(Object point labels)
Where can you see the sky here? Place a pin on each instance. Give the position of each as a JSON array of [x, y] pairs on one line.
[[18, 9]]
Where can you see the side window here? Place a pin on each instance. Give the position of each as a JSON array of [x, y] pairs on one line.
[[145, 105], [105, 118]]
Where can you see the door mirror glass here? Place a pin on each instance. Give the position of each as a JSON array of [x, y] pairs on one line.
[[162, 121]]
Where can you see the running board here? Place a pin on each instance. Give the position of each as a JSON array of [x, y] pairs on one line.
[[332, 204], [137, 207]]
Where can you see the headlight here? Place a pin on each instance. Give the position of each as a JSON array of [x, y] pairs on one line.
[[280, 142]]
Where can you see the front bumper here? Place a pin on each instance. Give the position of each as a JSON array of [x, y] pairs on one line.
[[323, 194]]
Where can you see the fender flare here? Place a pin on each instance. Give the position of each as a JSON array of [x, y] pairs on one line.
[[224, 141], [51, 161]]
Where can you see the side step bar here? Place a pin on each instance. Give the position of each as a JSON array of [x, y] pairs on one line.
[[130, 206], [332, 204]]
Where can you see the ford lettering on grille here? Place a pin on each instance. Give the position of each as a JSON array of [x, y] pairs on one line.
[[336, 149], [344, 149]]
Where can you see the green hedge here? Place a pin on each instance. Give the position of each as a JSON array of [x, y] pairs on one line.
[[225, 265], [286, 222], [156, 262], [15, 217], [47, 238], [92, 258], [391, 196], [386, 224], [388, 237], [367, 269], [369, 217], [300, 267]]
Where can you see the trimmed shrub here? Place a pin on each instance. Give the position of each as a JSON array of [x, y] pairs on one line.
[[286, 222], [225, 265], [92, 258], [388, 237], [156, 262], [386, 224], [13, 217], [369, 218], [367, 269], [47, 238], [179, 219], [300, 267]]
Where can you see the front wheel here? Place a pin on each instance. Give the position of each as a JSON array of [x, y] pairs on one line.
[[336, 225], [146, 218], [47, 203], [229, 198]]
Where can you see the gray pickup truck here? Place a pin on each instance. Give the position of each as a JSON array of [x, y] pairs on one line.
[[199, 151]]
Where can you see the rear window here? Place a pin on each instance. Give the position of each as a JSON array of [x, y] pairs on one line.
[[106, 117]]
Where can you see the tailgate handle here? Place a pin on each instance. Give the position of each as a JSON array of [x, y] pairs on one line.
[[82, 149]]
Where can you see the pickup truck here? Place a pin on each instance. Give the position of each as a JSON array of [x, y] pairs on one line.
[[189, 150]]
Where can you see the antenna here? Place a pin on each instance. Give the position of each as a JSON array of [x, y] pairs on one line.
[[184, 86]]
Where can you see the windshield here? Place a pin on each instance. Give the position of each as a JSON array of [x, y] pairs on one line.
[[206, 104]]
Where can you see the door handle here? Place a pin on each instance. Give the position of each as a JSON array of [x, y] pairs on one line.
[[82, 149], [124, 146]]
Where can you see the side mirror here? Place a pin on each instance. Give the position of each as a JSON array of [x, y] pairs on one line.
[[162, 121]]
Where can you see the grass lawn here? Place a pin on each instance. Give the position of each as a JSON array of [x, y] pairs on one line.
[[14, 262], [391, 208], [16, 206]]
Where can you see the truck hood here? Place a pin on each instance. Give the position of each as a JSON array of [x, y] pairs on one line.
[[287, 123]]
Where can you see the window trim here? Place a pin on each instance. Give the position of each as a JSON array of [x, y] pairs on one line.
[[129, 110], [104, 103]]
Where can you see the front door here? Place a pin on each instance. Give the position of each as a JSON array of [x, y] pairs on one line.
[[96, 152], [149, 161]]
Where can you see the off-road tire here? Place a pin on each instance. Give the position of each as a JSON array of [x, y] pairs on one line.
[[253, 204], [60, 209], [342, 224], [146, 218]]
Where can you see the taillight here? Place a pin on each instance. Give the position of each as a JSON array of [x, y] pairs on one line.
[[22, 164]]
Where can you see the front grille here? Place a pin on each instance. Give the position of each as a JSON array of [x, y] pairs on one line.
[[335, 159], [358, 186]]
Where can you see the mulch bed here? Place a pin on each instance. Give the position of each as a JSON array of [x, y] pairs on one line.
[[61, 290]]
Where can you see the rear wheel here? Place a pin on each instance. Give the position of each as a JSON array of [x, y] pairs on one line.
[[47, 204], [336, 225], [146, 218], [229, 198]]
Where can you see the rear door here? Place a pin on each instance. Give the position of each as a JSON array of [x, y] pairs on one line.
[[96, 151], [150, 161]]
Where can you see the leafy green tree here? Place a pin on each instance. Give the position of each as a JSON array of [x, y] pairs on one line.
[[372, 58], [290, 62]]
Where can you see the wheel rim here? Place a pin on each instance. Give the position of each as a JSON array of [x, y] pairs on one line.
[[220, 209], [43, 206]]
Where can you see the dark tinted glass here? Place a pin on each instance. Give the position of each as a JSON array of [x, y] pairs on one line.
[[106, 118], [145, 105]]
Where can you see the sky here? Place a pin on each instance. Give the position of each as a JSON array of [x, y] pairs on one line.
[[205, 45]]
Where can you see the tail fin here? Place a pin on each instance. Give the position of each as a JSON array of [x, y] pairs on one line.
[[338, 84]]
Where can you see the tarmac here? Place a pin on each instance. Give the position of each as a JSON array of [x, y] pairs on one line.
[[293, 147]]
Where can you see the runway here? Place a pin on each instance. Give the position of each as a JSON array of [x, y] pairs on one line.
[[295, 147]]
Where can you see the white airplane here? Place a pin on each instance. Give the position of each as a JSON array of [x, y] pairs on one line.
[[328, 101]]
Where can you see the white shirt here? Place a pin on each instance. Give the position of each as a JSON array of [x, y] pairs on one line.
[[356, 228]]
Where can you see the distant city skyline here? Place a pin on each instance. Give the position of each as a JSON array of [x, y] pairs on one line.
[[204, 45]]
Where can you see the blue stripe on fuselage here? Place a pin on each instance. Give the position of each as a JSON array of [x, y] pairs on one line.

(Required task)
Express as a numbered list the lines of the records starting at the line containing "Where can you see the antenna" and ending at the line containing "[[184, 86]]", omitting any blank lines.

(Task output)
1. Where can you see the antenna here? Place a pin on each instance. Give the position of each as a JSON array of [x, y] pairs on one line.
2. [[184, 86]]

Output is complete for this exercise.